::: TASK MATERIAL

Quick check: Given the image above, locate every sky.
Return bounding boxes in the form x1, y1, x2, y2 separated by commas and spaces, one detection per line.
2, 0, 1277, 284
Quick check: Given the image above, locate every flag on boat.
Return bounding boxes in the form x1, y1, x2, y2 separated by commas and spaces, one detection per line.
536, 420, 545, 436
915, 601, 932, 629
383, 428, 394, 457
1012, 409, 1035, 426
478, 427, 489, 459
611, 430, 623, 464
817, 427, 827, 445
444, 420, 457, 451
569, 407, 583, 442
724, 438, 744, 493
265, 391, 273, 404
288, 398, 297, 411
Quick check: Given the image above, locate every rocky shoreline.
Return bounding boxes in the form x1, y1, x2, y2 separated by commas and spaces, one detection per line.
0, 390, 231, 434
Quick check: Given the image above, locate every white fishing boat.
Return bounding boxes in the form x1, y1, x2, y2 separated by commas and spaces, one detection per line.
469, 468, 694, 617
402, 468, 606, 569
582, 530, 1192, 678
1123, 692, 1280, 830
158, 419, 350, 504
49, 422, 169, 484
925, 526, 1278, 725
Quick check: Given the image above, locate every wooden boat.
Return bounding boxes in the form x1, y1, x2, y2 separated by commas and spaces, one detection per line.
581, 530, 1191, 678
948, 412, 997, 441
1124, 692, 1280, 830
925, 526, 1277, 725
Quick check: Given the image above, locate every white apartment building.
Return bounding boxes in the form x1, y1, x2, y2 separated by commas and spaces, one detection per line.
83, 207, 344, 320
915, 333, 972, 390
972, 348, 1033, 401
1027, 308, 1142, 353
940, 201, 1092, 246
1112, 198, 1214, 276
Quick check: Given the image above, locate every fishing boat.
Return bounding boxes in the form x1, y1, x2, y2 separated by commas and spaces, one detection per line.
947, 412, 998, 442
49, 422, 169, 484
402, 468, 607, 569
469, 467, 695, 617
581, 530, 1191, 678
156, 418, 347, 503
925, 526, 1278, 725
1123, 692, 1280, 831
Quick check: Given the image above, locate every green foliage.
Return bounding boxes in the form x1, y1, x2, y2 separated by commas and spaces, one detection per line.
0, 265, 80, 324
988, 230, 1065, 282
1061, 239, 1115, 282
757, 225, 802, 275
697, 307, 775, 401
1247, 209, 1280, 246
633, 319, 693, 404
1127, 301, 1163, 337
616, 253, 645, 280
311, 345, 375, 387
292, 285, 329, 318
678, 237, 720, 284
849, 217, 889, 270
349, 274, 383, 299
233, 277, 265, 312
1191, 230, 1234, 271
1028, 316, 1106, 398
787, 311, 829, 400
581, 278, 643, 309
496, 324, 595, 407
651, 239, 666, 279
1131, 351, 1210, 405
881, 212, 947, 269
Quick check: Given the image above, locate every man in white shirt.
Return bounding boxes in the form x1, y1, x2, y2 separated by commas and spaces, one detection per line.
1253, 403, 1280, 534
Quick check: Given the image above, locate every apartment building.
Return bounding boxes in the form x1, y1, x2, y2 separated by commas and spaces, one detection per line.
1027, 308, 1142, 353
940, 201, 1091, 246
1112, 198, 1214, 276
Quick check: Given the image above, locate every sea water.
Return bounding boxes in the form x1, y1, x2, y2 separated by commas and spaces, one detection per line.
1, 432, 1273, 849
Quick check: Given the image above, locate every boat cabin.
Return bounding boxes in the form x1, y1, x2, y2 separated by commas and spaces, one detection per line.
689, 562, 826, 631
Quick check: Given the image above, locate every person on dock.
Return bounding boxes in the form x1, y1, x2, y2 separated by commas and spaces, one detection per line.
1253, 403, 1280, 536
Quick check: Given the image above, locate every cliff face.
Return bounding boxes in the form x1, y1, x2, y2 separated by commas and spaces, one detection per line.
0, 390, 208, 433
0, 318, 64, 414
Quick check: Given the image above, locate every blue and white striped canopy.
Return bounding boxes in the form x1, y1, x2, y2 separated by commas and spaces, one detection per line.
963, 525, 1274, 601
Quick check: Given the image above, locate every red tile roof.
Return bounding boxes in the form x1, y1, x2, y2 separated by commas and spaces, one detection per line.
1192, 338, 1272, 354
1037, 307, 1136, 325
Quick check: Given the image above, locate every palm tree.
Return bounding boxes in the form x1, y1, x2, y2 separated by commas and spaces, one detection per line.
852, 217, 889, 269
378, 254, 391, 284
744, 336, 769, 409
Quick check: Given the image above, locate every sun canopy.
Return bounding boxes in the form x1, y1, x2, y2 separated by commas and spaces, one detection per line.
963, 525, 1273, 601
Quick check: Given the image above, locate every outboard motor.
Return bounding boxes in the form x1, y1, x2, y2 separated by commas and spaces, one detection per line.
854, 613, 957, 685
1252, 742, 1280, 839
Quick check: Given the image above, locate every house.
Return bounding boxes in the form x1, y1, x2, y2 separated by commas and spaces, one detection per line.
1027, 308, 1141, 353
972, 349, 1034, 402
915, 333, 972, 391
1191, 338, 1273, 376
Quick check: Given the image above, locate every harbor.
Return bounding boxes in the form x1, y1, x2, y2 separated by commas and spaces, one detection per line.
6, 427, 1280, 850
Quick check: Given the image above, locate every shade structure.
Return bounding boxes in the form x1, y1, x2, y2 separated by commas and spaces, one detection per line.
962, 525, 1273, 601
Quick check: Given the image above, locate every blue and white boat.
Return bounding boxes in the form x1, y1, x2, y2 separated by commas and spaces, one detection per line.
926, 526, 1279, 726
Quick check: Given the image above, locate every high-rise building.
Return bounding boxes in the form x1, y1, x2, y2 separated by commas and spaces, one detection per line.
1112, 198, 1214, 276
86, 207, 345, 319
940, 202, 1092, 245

::::::

REQUIRED ACTION:
Output should match, line for line, the stretch of the material above from the line holding "Quick check: Given the image above, locate every house." through the line holding "Quick check: Given the image above, locate every harbor.".

TASK RESPONSE:
Quick check: Given the image above, locate every house.
Return bounding boxes in the form x1, y1, x2, y2 separated by commas and spaces, one detection per line.
1027, 308, 1141, 353
972, 349, 1034, 402
915, 333, 972, 391
1191, 338, 1273, 376
Quick check: Given the image above, locate every harbor.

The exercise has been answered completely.